- Text under study:

+-------+

Follow the 85 /15 rule.  This means 85% of my food is whole and healthy and 15% is not.  This means I can have a snack or junk food if I really want it as long as the rest of the day I eat healthily.  I try and have one "treat" a day.  Some days it is really healthy and some days it is one scoop of Ben and Jerrys'.

Eat fruits and veggies.  Fruits and veggies have all those nutrients that my body needs to function and thrive.  Most of them are antioxidants in their own right.  Every member of the edible plant kingdom has some health benefit that contributes to your wellbeing.

Eat nuts (unless you are allergic).  Nuts are one of those superfood powerhouses that provide protein, fiber and good fats.  They also are filling and chock full of vitamins and minerals.  Almonds, pistachios, walnuts, cashews, pecans, macadamia nuts, brazil nuts,  hazelnuts and peanuts are the nuts that pack the most punch.

Move as much as you can.  When I was chained to my desk, moving was hard.  I would swivel and twist in my chair to give my core a workout.   I would hold my feet off the ground to engage my core.  I would do whatever I could to move a bit even though I was sitting for hours on end.  Belly circles are another thing I would do that no one could tell I was doing.  There was always something I could do.

Now that I'm not chained to my desk, it is relatively easy to get up every hour and do something.  I can do chores in between work and I've made time to work out.  But I understand, in this case, not everyone can do that.  

I know this can be hard.  It is always hard for me.  That is why I am going for a sustainable process.  I want to create changes that you can keep doing that allow you to reach your goals within the limits of your lifestyle.  Sometimes that can be as easy as parking farther away from the supermarket or setting a timer that gets you up every hour during the day.

Don't forget doing chores is moving.  On laundry days I am amazed by the number of steps I get.  There is a lot of movement in cooking or doing dishes.  Don't sell yourself short, those chores really add up to creating a healthy lifestyle.

My DH wanted to walk more.  The only way to do that was before work when he has the energy and drive and time.  So at 6 am we walk and catch Pokemon and talk.  It has become easier to get up and get going over time.  I really wanted to do it for him and then I realized that wow!  this is really great for me too.  I get so many steps and time with him and I am out in nature watching the world wake up.

I get that just going to the mailbox can be a walk.  I was there once and I remember that feeling of if I can just take those steps...if I can just do this one thing then maybe I could take more steps and create a healthy life for myself.  I have always had the support of my friends and family and that has been huge for me.

+-------+

- Dataset excerpt:

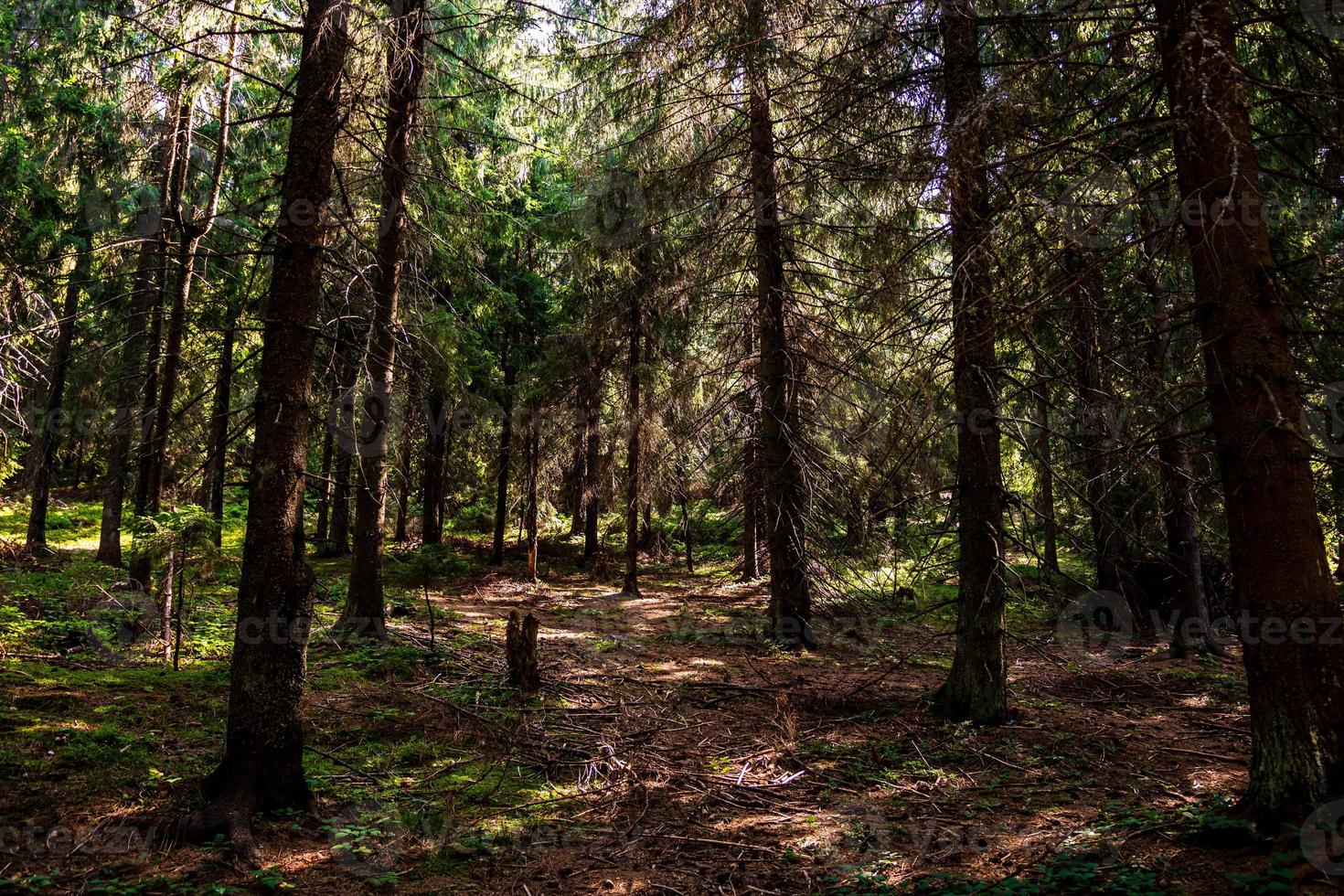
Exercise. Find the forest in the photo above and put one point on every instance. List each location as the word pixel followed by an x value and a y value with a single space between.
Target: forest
pixel 671 446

+-------+

- Your instructions:
Can you write the next part of the healthy-habits post, picking up after its final sentence about the support of friends and family? The listing comes from a different source than the healthy-habits post.

- Result of the task:
Do things that bring you joy.  I am always doing things that bring me the most joy.  Laughter is so healthy.  It lowers stress levels, strengthens your immune system, diminishes pain and boots your mood.  Just smiling can activate those healthy properties in your body.  

So this time, it is not about a number on a scale.  I'm not focused on that.  If I create a healthy lifestyle and diet then those numbers will reflect that.  I'm not worried about what I want to look like in the end because there is no end.  I am focused on feeling good in my own skin, feeling healthy in my own body and feeling happy in my process.  

***************
Week 2 of Tracking Back Basement challenge



I feel like I have reached a good pace with this goal.  I am moving and or cleaning things daily.  As you can see the stuff on the doorway table, and the table itself, has been moved.  Bins have been achieved and are starting to be filled with bagged yarn.

This week is all about moving the yarn on the left side of the room and cleaning the hanging drawers that the mouse lived in.  This is the part that I am afraid of...how much yarn has been destroyed?  

Fear and doubts are a big hurdle I always have to overcome.  So I made this little mantra that ties into my light cleansing mantra I say each day.

I release fear and doubt and transform them into wisdom and light.  I am the light.

I memorized this quite easily and have been chanting it throughout the day to quell those doubtful daemons that pull at my soul.  Each time I chant those words I feel a little more at peace with my inner self.  

Wisdom helps me to see that this week's task may be filled with uncertainty but it is also filled with discovery.  Why focus on the bad that could happen?  I very well may discover some amazing yarns that I forgot I had.  Really, that is quite likely.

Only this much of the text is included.